- _Work instructions_
Set the listing down again in full, word for word, with the pictures left out.

- _Recorded data_
- - - -
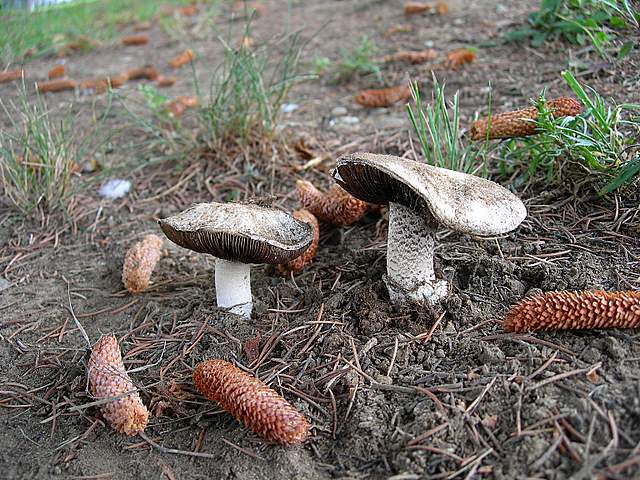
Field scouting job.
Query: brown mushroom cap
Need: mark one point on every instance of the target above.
(239, 232)
(459, 201)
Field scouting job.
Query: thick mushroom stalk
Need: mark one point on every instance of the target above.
(410, 249)
(422, 197)
(233, 287)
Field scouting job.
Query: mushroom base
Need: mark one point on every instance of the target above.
(410, 249)
(233, 287)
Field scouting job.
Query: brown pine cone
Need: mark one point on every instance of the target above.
(139, 263)
(574, 311)
(251, 401)
(521, 123)
(108, 378)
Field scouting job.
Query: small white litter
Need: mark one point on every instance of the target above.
(115, 188)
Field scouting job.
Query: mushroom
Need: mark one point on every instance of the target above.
(238, 235)
(420, 198)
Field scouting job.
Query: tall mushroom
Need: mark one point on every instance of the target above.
(238, 235)
(420, 198)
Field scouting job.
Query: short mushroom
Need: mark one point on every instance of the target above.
(238, 235)
(420, 198)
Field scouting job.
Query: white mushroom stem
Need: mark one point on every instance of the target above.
(410, 248)
(233, 287)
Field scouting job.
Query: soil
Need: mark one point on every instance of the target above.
(390, 392)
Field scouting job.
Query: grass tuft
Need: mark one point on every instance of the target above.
(579, 22)
(38, 157)
(248, 91)
(46, 29)
(358, 61)
(602, 141)
(437, 126)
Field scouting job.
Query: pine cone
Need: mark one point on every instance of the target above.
(383, 97)
(108, 378)
(11, 75)
(297, 264)
(336, 206)
(56, 85)
(521, 123)
(574, 311)
(416, 8)
(412, 57)
(459, 57)
(57, 71)
(139, 263)
(250, 401)
(134, 40)
(142, 73)
(182, 59)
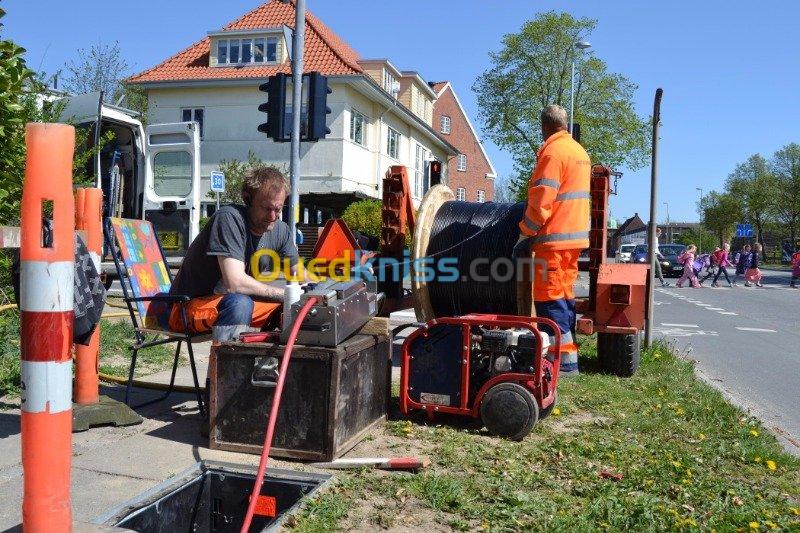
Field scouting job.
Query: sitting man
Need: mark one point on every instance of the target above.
(226, 299)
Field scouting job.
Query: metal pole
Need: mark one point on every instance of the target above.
(297, 94)
(651, 256)
(572, 96)
(700, 224)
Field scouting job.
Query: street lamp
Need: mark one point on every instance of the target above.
(700, 225)
(579, 45)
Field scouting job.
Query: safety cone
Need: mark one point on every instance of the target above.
(46, 313)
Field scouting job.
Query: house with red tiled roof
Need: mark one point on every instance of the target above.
(380, 116)
(471, 174)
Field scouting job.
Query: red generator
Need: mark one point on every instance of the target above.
(499, 368)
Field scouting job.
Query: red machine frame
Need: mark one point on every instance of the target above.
(543, 390)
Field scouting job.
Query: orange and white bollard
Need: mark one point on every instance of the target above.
(88, 217)
(46, 311)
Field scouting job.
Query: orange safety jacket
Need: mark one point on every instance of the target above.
(557, 214)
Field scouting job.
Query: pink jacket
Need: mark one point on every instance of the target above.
(686, 258)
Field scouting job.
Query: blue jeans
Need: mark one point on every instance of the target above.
(235, 313)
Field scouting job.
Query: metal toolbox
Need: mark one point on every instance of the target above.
(331, 397)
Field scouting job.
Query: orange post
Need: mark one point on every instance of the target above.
(88, 217)
(46, 312)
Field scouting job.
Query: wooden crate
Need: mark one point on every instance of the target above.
(332, 397)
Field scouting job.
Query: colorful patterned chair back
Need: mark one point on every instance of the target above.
(145, 266)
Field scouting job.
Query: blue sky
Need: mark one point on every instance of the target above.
(730, 70)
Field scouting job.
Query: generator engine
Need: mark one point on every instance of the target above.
(501, 351)
(494, 367)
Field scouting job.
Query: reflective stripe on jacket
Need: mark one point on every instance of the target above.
(557, 214)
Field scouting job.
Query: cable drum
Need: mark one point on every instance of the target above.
(478, 240)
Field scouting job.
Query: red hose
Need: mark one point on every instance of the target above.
(273, 415)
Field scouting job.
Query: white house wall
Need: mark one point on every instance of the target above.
(335, 164)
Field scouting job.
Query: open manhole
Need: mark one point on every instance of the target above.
(213, 496)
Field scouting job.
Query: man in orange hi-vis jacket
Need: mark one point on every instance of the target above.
(556, 225)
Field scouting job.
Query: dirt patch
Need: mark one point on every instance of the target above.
(401, 514)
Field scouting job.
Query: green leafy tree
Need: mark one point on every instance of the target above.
(102, 67)
(704, 240)
(17, 107)
(753, 184)
(721, 212)
(364, 216)
(785, 165)
(235, 171)
(533, 69)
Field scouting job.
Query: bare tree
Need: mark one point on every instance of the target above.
(99, 68)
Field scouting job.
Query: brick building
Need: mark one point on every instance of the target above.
(471, 173)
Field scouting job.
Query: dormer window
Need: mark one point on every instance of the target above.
(247, 51)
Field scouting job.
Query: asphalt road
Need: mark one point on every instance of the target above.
(746, 341)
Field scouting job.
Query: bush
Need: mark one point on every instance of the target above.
(364, 216)
(235, 171)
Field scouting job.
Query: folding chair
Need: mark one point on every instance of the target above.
(146, 281)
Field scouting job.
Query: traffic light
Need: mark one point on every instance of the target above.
(318, 110)
(313, 109)
(435, 173)
(274, 107)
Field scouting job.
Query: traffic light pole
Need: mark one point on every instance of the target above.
(298, 42)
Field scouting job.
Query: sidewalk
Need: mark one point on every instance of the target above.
(111, 465)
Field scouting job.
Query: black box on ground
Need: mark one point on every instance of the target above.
(212, 496)
(331, 397)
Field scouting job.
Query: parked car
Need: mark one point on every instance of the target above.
(623, 255)
(670, 252)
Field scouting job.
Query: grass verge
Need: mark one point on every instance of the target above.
(115, 340)
(685, 458)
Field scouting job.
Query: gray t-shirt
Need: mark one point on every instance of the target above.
(227, 234)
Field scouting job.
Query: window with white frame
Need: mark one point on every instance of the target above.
(388, 80)
(462, 162)
(392, 143)
(247, 51)
(197, 114)
(357, 127)
(419, 170)
(444, 124)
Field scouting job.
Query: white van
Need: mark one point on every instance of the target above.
- - - -
- _Worked solution_
Field scouting job.
Query: brown mushroom cap
Need: mark one point on every instance of the target above.
(239, 232)
(459, 201)
Field scouting job.
Query: thick mushroom stalk
Need: mark one point on every instance of the target above.
(410, 249)
(422, 197)
(233, 287)
Field scouting job.
Query: mushroom base
Need: mark one point on every instance of the target above.
(410, 249)
(233, 287)
Field scouting job.
Query: brown pine cone
Need: mark one point on every instance of the target above.
(139, 263)
(574, 311)
(251, 401)
(521, 123)
(108, 378)
Field scouting job.
Query: small white litter
Need: mark one point on every instance of the target above.
(115, 188)
Field scouting job.
Query: mushroom
Need: mark one point on every instance of the target above.
(238, 235)
(420, 198)
Field scouting job.
Query: tall mushroom
Need: mark one point on every instance of the target above.
(238, 235)
(420, 198)
Field scouting job.
Query: short mushroom
Need: mark one point on every instance of the target above.
(238, 235)
(420, 198)
Field scouting job.
Query: white mushroom stem
Need: mark one point on every instance of the target above.
(410, 248)
(233, 287)
Field scouting job.
Query: soil
Need: mark one point on every instance of the target above.
(390, 392)
Field scouting job.
Query: grass tuft
Need: mark one point on every instance of the target above.
(579, 22)
(38, 157)
(248, 91)
(46, 29)
(358, 61)
(602, 141)
(437, 126)
Field scouting job.
Query: pine cone
Need: mark one point on every instance of the target above.
(383, 97)
(108, 378)
(11, 75)
(297, 264)
(336, 206)
(56, 85)
(521, 123)
(574, 311)
(416, 8)
(412, 57)
(459, 57)
(57, 71)
(139, 263)
(250, 401)
(134, 40)
(142, 73)
(182, 59)
Field scouting job.
Query: sitting man
Need: mark one point on every instance of the target above.
(226, 299)
Field scouting job.
Query: metal pole
Need: mark one point on every instance of the target above.
(297, 94)
(651, 256)
(572, 96)
(700, 224)
Field scouting job.
Query: street lamp
Need: mark one point on every instance of the target above.
(700, 225)
(579, 45)
Field scouting job.
Query: safety cone
Need: mark one point on every instance of the target above.
(46, 313)
Field scouting job.
Query: house with red tiled roof
Need: mark one point on every instance of the target above.
(380, 116)
(471, 174)
Field scouting job.
Query: red generator
Need: mark one point on every instance of the target above.
(499, 368)
Field scouting job.
Query: red machine frame
Need: mark one point on every instance of the target above.
(543, 390)
Field scouting job.
Query: orange and white bollard
Need: mark one point on every instance of the target above.
(88, 217)
(46, 311)
Field scouting job.
Query: orange safety jacket
Need: mark one point on every instance of the target above.
(557, 214)
Field scouting job.
Query: pink jacket
Need: mark one point on every instance of the target above.
(686, 258)
Field scouting job.
Query: blue jeans
Need: mark one point on every instance of the target above.
(235, 313)
Field scouting job.
Query: metal toolbox
Need: mark one point on every instance of the target above.
(331, 397)
Field scouting job.
Query: orange post
Need: mark one point on every instance of the target above.
(88, 217)
(46, 312)
Field scouting job.
Query: wooden crate
Need: mark one point on every instance of the target above.
(332, 397)
Field scouting job.
Query: colorful patterned chair back
Need: mark one point on every instance of the target above.
(145, 266)
Field scouting job.
Query: blue sky
Need: mark one point on every instance of the target above.
(730, 70)
Field scouting job.
Query: generator engine
Need: mark one point on every instance of the target above.
(501, 351)
(494, 367)
Field scouting job.
Query: reflective stripe on jacket
Need: mark one point on every instance of the target above.
(557, 214)
Field scouting job.
Query: cable drum
Need: mark one point on every instance of the target above.
(478, 240)
Field scouting job.
Query: red hose
Need: mark one point on every instance of the target above.
(273, 415)
Field scouting job.
Query: white house wall
Need: mark one point on every instance of the target above.
(335, 164)
Field scouting job.
Query: open manhole
Need: mark one point on every instance of the target above.
(213, 496)
Field scouting job.
Query: man in orange hi-vis jacket
Need: mark one point on every instance of the target above.
(556, 225)
Field scouting job.
Query: dirt patch
Need: mark one point on every instance of the target above.
(401, 514)
Field scouting job.
Query: green leafy tree
Need: mark one point on every instance of the target above.
(102, 67)
(704, 240)
(17, 107)
(753, 184)
(721, 212)
(364, 216)
(785, 165)
(235, 171)
(533, 69)
Field scouting job.
Query: bare tree
Need: mark one point on every instance of the target above.
(99, 68)
Field scouting job.
Query: brick building
Need: mark one point on every instance of the target above.
(471, 173)
Field scouting job.
Query: dormer window
Need: mark one point on every instance of the target above.
(247, 51)
Field scouting job.
Query: asphalt road
Need: mark one point on every instance of the target above.
(746, 341)
Field scouting job.
Query: bush
Need: mark one point on every instance of the target above.
(364, 216)
(235, 171)
Field scouting job.
Query: folding chair
Need: mark one point on every instance of the target above.
(146, 281)
Field scouting job.
Query: traffic light
Need: mark one point on every instance of the target above.
(318, 110)
(313, 109)
(435, 173)
(274, 107)
Field scouting job.
Query: traffic light pole
Need: mark one point on every instance of the target above.
(298, 42)
Field scouting job.
Query: sidewalk
Need: mark one point on every instance of the target above.
(111, 465)
Field scouting job.
Query: black box on ground
Need: mark one point on every instance of the target above.
(212, 496)
(331, 397)
Field scouting job.
Query: parked car
Need: mark one point on every instance of the target above.
(623, 255)
(670, 252)
Field scouting job.
Query: grass verge
Need: mark one point on every instance of the target above.
(115, 340)
(685, 458)
Field scouting job.
Query: gray t-shirt
Need: mark one point on every instance of the target above.
(227, 234)
Field scouting job.
Query: window with white frame
Need: mark one point on every instance of the target above.
(388, 80)
(462, 162)
(392, 143)
(247, 51)
(197, 114)
(357, 127)
(419, 170)
(444, 124)
Field scouting job.
Query: white van
Need: mark one point on every instance of the target above.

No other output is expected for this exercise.